## [MATERIAL SUPPLIED]
--- START ---
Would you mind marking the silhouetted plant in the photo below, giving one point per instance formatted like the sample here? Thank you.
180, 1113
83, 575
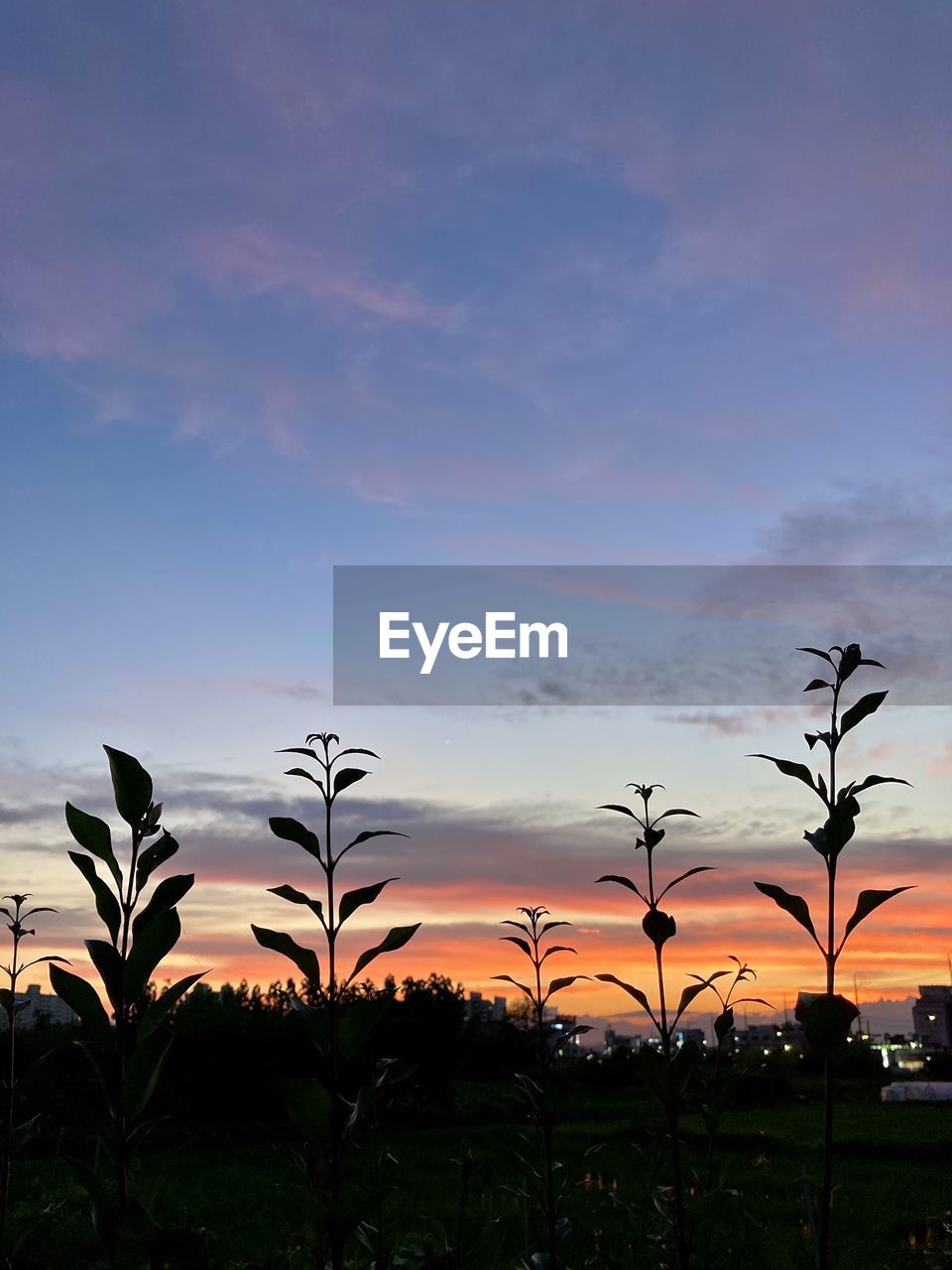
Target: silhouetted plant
667, 1067
544, 1169
725, 1037
126, 1058
826, 1016
14, 1134
338, 1029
--- END ---
Do not include images; quote all of the entries above exactly.

Would you mind marking the silhouetted plant in the photo below, giving one point per instance formatted like the sample here? Thank you.
180, 1113
83, 575
Target: silhouetted plant
667, 1067
544, 1169
725, 1037
126, 1058
826, 1016
14, 1134
338, 1029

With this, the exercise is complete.